Entries provided:
* begin *
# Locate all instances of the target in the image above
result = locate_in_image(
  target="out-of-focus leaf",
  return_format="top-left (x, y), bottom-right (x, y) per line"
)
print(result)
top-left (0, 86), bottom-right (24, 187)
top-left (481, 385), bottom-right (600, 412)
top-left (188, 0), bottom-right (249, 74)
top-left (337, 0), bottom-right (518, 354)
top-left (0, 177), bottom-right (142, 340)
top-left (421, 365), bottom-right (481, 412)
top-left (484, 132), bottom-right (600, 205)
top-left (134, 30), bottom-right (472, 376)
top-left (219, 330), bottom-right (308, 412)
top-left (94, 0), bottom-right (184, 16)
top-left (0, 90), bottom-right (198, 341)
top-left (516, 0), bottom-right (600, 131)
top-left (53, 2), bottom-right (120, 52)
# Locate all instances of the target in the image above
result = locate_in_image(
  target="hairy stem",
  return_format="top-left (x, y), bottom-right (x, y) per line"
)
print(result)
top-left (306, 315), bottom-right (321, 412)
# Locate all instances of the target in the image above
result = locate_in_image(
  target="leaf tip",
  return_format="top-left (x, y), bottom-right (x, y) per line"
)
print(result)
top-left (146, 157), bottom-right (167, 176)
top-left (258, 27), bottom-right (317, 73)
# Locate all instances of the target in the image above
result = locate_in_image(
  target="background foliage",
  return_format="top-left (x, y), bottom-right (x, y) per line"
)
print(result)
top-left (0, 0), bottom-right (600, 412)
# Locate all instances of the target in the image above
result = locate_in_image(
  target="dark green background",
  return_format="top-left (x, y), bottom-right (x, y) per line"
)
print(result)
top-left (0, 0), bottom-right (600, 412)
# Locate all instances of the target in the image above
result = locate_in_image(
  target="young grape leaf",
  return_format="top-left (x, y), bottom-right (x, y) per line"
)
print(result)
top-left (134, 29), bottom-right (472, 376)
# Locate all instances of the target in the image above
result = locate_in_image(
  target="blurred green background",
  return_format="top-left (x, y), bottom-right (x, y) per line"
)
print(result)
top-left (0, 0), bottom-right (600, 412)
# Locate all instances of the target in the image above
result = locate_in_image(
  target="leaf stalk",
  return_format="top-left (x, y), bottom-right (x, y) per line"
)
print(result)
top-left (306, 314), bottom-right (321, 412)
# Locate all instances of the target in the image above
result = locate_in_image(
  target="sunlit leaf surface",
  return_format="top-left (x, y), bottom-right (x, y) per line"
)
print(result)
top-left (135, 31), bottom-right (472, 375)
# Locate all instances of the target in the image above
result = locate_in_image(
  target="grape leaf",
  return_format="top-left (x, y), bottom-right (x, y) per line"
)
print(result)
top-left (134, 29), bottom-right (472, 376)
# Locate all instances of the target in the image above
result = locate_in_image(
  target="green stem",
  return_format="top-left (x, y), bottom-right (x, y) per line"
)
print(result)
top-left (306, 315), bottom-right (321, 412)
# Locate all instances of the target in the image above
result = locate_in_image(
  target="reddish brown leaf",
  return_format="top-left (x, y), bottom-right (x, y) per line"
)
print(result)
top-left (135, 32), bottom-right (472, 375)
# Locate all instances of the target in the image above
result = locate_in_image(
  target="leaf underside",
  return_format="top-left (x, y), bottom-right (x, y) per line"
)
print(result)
* end *
Written problem: Copy out every one of the rows above word for word, with nothing changed.

Worked answer:
# Locate all instances of the target in the image above
result = locate_in_image(
  target="out-of-focus leaf",
  return_format="top-left (x, y), bottom-right (x, y) per line"
)
print(result)
top-left (0, 86), bottom-right (24, 187)
top-left (481, 385), bottom-right (600, 412)
top-left (188, 0), bottom-right (249, 74)
top-left (337, 0), bottom-right (518, 354)
top-left (0, 177), bottom-right (142, 340)
top-left (421, 365), bottom-right (481, 412)
top-left (484, 132), bottom-right (600, 205)
top-left (134, 30), bottom-right (472, 376)
top-left (219, 330), bottom-right (308, 412)
top-left (94, 0), bottom-right (184, 16)
top-left (0, 90), bottom-right (198, 341)
top-left (516, 0), bottom-right (600, 131)
top-left (53, 2), bottom-right (120, 52)
# Locate all instances of the target in the image above
result = locate_in_image(
  target="hairy stem",
  return_format="top-left (x, y), bottom-right (x, y) per line"
)
print(result)
top-left (306, 315), bottom-right (321, 412)
# Locate all instances of the target in the image above
result = locate_in_image(
  target="leaf tip",
  return_format="top-left (x, y), bottom-right (x, y) per line"
)
print(result)
top-left (146, 157), bottom-right (167, 176)
top-left (258, 27), bottom-right (317, 73)
# Locate all instances of the target in the image above
result = locate_in_image(
  target="background foliage",
  return_format="top-left (x, y), bottom-right (x, y) per line"
)
print(result)
top-left (0, 0), bottom-right (600, 412)
# Locate all instances of the target in the image above
result = locate_in_image(
  target="dark green background",
  return_format="top-left (x, y), bottom-right (x, y) per line"
)
print(result)
top-left (0, 0), bottom-right (600, 412)
# Locate all instances of the target in the image above
result = locate_in_image(
  target="young grape leaf",
  return_format="top-left (x, y), bottom-right (x, y) per line"
)
print(result)
top-left (134, 29), bottom-right (472, 376)
# Locate all instances of the target in the image above
result = locate_in_image(
  target="blurred green background",
  return_format="top-left (x, y), bottom-right (x, y) per line"
)
print(result)
top-left (0, 0), bottom-right (600, 412)
# Locate all instances of the target in the image above
result = locate_in_image(
  target="leaf stalk",
  return_format="top-left (x, y), bottom-right (x, y) per line"
)
print(result)
top-left (306, 314), bottom-right (321, 412)
# Locate all instances of the target in the image above
result = locate_in_image(
  target="sunlit leaf surface",
  return_format="top-left (x, y), bottom-right (x, y) per line"
)
print(result)
top-left (135, 31), bottom-right (472, 375)
# Locate all instances of the target in the image above
result = locate_in_image(
  target="grape leaf",
  return_format="top-left (x, y), bottom-right (x, y) per line"
)
print(result)
top-left (134, 29), bottom-right (472, 376)
# Locate all instances of the target in the image above
result = locate_in_image(
  target="green stem",
  return_format="top-left (x, y), bottom-right (x, y) per line"
)
print(result)
top-left (306, 315), bottom-right (321, 412)
# Locate all instances of the target in the image above
result = locate_in_image(
  target="reddish brown leaf",
  return_format="top-left (x, y), bottom-right (x, y) per line"
)
print(result)
top-left (135, 32), bottom-right (472, 375)
# Locate all instances of the target in the image above
result = locate_in_image(
  target="leaf underside",
  return_format="top-left (x, y), bottom-right (x, y) per line"
)
print(result)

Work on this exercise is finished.